* [YOUR INSTRUCTIONS]:
Please copy the Ollama tutorial between "Congrats! You are" and "waffles, and beer!", inclusive, and update "large language model" to "LLM" in that part.

* [EXERCISE PASSAGE]:
Using Ollama with AnythingLLM to Interrogate Files

This tutorial will guide you through setting up Ollama, a tool for running large language models locally, and connecting it with AnythingLLM to create a powerful system for file interrogation.

Prerequisites

A computer with at least 8GB RAM (16GB+ recommended)
10GB+ of free disk space
Linux, macOS, or Windows (WSL2 recommended for Windows users)
Basic familiarity with command-line interfaces

Step 1: Install Ollama

Ollama's official website

For macOS and Linux:

curl -fsSL https://ollama.com/install.sh | sh

For Windows:

Download the installer from Ollama's official website
Follow the installation instructions

Verify installation by running:

ollama --version

Step 2: Pull and Run a Model with Ollama

Ollama supports various models: models list. Every week there is a new model that is better then the last, so check back often if you aren't happy with the current one. Models are listed as most popular.

ATM, the most popular model is gemma3 from google.

With this command you'll download the model, it's 8GB, it'll take a while. Go for a coffee or tell Joon you're downloading AI.

ollama pull gemma3:12b

Info

Congrats! You are now running a large language model locally. You can ask it anything you want, and it will respond in real-time, the larger the model, the longer it takes to load, but the better the results.

Test the model:

$ollama run gemma3:12b
>>> Type anything \bye to exit

>>> "What is the capital of Belgium?"
The capital of Belgium is **Brussels**.

It's also a fascinating place – it's the de facto capital (though officially, Belgium has two:
Brussels and Bruges!), the EU's administrative center, and known for its delicious chocolate,
waffles, and beer!

>>> "Is Philippe Lemey an awesome PI from KU Leuven?"
Okay, let's tackle the question of whether Philippe Lemey is an "awesome PI" (Principal
Investigator) from KU Leuven. The overwhelming consensus is ....

Hihi you'll have to ask the model that yourself.

* [Data items]:
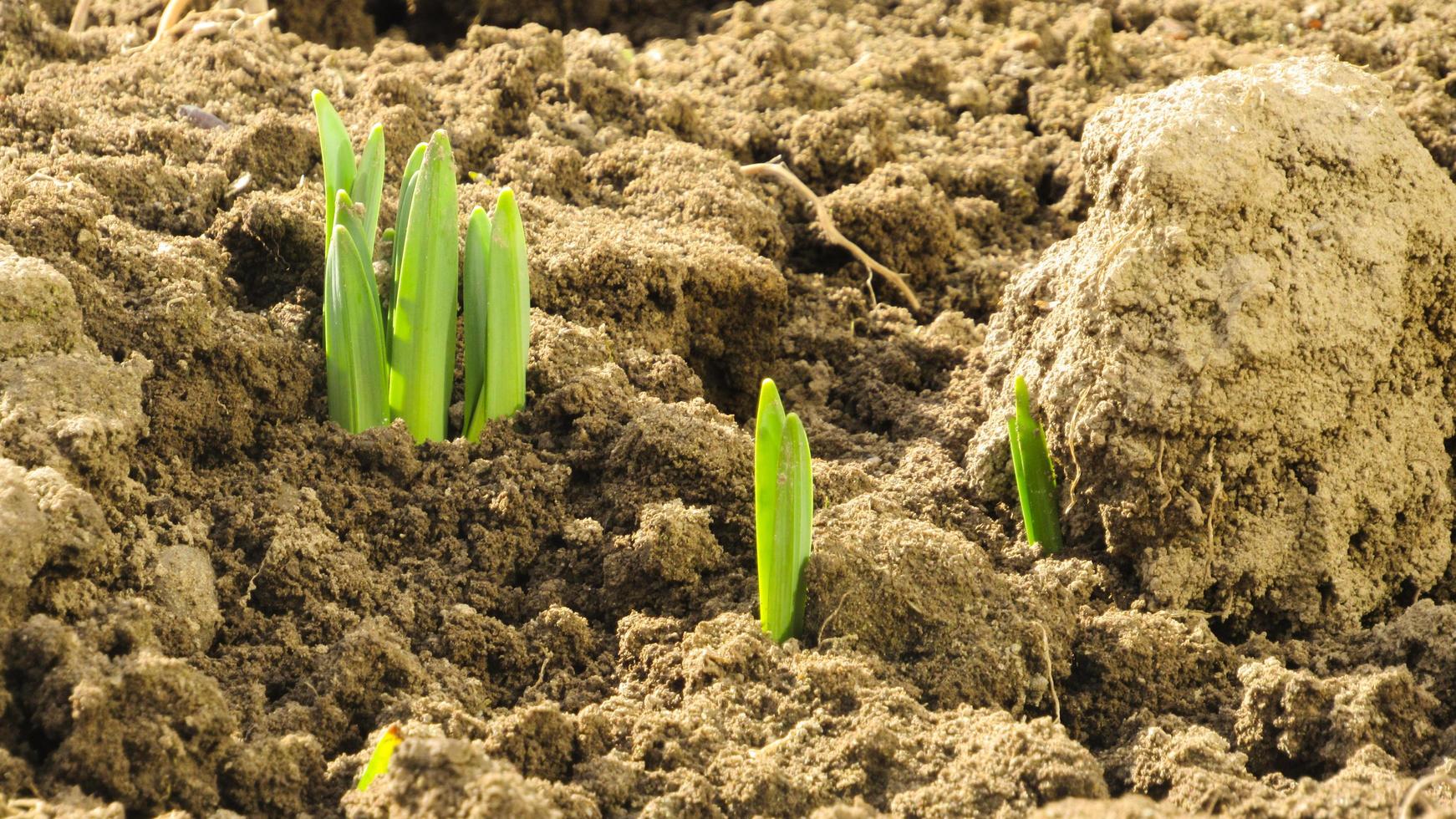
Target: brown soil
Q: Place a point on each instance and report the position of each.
(1230, 298)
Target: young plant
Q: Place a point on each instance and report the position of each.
(400, 364)
(353, 325)
(363, 181)
(1036, 482)
(423, 322)
(384, 751)
(496, 314)
(784, 514)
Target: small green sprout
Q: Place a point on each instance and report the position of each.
(496, 314)
(423, 323)
(400, 364)
(1036, 482)
(354, 336)
(364, 181)
(784, 514)
(384, 751)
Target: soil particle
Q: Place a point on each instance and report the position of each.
(1132, 667)
(1295, 722)
(965, 633)
(38, 310)
(129, 725)
(1224, 257)
(210, 583)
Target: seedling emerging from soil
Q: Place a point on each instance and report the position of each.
(784, 514)
(496, 314)
(1036, 482)
(423, 322)
(353, 335)
(384, 751)
(400, 364)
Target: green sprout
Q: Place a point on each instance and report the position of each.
(400, 364)
(784, 514)
(423, 322)
(1036, 482)
(384, 751)
(496, 314)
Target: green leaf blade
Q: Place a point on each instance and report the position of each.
(369, 186)
(339, 157)
(406, 194)
(379, 760)
(476, 261)
(1036, 481)
(354, 339)
(796, 526)
(775, 608)
(424, 318)
(508, 306)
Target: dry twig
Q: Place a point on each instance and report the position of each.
(776, 169)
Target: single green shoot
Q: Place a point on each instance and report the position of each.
(406, 190)
(363, 179)
(496, 314)
(423, 349)
(1036, 481)
(354, 336)
(784, 514)
(384, 751)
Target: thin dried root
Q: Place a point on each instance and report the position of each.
(172, 15)
(1051, 681)
(1416, 793)
(776, 169)
(1072, 450)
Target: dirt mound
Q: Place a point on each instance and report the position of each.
(1250, 325)
(213, 601)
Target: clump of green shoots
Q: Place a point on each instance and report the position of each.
(400, 364)
(784, 514)
(1036, 482)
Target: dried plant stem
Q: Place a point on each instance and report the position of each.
(776, 169)
(172, 15)
(1051, 683)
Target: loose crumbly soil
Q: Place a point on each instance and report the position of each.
(1230, 298)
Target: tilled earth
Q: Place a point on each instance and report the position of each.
(211, 600)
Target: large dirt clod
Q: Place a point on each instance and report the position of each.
(1251, 325)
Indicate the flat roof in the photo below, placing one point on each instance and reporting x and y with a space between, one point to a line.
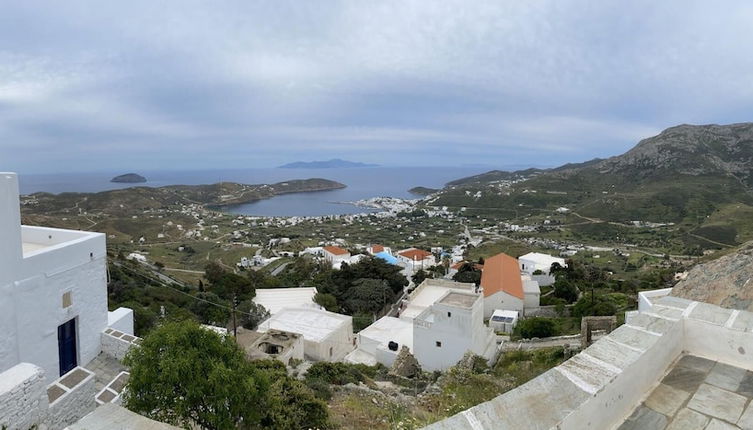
314 324
275 299
461 300
388 329
428 293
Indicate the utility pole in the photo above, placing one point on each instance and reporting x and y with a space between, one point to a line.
235 325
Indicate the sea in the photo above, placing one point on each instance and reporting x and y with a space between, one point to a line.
361 183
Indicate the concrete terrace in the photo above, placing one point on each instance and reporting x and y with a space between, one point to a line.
697 394
676 364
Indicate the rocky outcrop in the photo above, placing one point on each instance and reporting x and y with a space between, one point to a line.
725 282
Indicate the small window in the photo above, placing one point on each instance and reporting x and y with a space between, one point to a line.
67 300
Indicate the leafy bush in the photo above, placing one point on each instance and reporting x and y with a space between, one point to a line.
340 373
536 327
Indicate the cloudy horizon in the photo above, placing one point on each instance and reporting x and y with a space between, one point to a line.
91 86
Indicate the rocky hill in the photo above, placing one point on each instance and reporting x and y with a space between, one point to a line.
685 171
144 198
725 282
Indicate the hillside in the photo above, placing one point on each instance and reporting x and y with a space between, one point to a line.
698 177
137 199
722 282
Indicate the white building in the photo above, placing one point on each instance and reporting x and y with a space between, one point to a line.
504 321
54 291
452 326
504 287
382 341
374 249
276 299
327 336
335 255
53 320
416 259
534 261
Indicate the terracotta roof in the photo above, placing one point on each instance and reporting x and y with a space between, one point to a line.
501 273
415 254
335 250
460 264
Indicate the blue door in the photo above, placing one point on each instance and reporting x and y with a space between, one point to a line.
67 346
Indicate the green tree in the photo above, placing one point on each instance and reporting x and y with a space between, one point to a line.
251 314
566 290
367 295
185 375
536 327
420 276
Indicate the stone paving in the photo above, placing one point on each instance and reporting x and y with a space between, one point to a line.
105 369
697 394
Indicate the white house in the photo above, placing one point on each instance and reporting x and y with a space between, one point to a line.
449 328
382 341
53 284
327 336
416 259
276 299
374 249
534 261
335 255
502 285
504 321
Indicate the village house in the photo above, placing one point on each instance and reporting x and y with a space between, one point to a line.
439 322
335 256
54 319
535 261
503 286
327 336
416 259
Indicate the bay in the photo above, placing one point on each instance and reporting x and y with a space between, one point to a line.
362 183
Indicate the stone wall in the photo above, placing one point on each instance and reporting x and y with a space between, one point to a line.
117 344
23 397
76 401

* [SOLUTION FOR THIS PROBLEM]:
Congrats! You are now running a LLM locally. You can ask it anything you want, and it will respond in real-time, the larger the model, the longer it takes to load, but the better the results.

Test the model:

$ollama run gemma3:12b
>>> Type anything \bye to exit

>>> "What is the capital of Belgium?"
The capital of Belgium is **Brussels**.

It's also a fascinating place – it's the de facto capital (though officially, Belgium has two:
Brussels and Bruges!), the EU's administrative center, and known for its delicious chocolate,
waffles, and beer!